Rewrite the stretch from the start of the lines through the line containing "point(583, 68)", putting "cistern" in place of "toilet tank" and keeping everything else unchanged. Leave the pictures out of your answer.

========================================================================

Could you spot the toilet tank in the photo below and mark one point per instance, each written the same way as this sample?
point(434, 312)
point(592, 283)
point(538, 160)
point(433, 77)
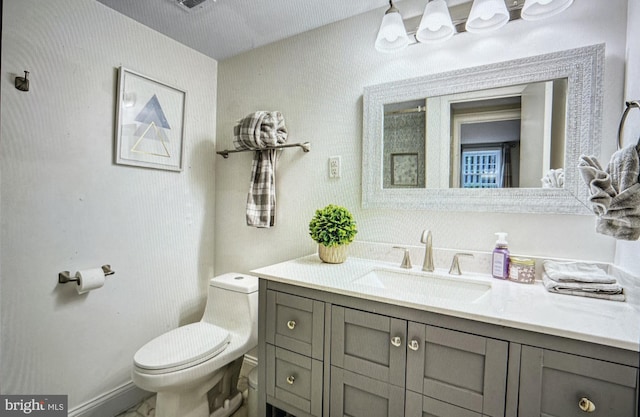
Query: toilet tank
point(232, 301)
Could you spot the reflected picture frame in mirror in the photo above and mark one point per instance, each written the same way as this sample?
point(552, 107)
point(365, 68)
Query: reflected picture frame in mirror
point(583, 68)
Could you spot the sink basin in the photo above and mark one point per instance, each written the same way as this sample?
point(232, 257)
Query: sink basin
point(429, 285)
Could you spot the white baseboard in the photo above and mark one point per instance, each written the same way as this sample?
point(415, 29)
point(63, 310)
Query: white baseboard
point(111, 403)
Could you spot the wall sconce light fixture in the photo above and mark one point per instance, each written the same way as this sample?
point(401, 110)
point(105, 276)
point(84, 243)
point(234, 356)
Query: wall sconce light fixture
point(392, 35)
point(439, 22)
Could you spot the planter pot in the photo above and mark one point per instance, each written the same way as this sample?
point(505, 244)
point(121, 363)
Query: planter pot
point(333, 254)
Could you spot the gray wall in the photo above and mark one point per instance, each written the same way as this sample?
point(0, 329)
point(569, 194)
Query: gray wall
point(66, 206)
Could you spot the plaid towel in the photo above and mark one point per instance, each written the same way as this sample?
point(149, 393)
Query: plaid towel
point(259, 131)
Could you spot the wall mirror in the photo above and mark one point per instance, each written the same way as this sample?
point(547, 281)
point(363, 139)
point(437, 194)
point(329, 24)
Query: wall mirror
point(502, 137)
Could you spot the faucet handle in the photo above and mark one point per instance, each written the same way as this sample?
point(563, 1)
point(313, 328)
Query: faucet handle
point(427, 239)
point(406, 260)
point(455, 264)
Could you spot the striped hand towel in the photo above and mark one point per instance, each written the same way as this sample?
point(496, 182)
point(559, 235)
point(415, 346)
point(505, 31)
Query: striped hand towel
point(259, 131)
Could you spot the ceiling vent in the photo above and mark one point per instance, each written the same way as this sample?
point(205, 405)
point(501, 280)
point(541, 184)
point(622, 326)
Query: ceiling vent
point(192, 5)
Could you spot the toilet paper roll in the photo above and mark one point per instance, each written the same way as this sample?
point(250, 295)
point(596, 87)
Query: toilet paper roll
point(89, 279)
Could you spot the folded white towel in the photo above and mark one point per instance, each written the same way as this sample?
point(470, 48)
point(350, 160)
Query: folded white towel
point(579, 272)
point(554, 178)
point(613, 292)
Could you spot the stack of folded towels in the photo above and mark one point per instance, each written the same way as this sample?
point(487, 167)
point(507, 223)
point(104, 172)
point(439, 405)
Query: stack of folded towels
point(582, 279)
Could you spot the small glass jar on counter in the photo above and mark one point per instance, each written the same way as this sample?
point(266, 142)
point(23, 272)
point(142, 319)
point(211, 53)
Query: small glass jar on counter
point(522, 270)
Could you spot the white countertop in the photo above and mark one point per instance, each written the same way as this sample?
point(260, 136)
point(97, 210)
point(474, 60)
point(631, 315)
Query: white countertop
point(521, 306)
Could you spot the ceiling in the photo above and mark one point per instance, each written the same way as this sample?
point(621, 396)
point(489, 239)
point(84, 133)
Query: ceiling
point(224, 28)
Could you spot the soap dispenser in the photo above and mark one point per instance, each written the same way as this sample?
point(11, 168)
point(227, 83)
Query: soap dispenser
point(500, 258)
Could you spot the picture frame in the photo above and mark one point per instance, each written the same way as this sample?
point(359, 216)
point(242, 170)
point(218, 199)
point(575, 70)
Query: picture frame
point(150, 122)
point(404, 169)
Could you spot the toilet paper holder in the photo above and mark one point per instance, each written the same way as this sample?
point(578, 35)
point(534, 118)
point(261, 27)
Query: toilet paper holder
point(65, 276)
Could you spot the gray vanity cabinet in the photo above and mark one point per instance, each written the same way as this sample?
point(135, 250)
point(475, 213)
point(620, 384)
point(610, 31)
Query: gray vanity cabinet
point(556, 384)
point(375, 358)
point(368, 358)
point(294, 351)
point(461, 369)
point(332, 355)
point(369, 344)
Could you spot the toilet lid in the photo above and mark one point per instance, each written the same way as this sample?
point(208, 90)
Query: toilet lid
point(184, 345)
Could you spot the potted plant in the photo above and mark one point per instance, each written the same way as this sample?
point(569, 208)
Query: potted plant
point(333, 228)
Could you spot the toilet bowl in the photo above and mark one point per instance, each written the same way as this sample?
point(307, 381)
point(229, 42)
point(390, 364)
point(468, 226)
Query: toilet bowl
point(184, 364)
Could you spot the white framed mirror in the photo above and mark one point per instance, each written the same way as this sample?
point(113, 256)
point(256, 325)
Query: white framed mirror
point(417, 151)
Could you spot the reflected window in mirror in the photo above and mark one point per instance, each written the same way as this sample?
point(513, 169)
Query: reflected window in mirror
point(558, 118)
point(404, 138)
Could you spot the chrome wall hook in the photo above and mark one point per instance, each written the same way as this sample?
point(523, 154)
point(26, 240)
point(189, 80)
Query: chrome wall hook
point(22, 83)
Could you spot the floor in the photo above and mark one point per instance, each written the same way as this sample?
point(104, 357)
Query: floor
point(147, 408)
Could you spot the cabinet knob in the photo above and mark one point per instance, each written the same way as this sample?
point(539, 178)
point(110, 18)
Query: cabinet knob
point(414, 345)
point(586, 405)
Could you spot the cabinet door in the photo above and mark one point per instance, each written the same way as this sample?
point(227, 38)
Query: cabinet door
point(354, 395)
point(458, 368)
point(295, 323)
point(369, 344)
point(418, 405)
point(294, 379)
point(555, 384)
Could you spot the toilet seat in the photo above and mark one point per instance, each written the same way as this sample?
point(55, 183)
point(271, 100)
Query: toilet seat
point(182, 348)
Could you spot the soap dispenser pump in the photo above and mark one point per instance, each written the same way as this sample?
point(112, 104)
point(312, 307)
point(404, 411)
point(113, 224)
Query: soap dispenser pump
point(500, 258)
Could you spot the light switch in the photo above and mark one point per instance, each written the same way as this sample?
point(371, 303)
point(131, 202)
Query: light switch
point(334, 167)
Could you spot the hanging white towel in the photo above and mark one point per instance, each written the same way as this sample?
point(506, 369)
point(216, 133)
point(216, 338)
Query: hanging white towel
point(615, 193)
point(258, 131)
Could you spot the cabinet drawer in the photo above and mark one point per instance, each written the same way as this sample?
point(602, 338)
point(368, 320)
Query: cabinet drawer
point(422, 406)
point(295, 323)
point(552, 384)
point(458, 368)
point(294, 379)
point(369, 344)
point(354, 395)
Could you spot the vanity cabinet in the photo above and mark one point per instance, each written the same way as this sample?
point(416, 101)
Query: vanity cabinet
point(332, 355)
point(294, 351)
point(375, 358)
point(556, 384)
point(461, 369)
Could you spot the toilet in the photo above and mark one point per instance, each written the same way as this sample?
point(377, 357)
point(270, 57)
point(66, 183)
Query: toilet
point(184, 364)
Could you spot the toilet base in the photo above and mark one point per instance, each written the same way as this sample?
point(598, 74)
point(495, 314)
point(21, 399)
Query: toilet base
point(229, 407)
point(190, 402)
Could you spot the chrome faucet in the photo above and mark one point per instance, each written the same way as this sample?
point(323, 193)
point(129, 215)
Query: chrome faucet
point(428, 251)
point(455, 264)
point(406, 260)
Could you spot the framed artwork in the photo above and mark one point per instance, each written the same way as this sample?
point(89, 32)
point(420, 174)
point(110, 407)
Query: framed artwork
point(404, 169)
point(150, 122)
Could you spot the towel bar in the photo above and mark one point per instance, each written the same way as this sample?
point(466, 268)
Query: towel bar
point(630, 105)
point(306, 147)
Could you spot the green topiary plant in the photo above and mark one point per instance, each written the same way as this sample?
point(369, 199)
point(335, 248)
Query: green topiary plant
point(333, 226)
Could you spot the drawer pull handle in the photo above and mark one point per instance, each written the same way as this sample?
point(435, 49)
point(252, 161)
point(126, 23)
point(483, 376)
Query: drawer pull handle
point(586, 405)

========================================================================

# [TASK ANSWER]
Could you spot the cistern in the photo below and mark one point per instance, each written the same way as this sample?
point(434, 312)
point(592, 283)
point(538, 160)
point(433, 77)
Query: cistern
point(232, 301)
Could you spot the reflected picture frame in mirror in the photo above and mark one point per instance, each written the same way as this sample?
point(552, 107)
point(365, 68)
Query: reflected picture frame in mirror
point(583, 68)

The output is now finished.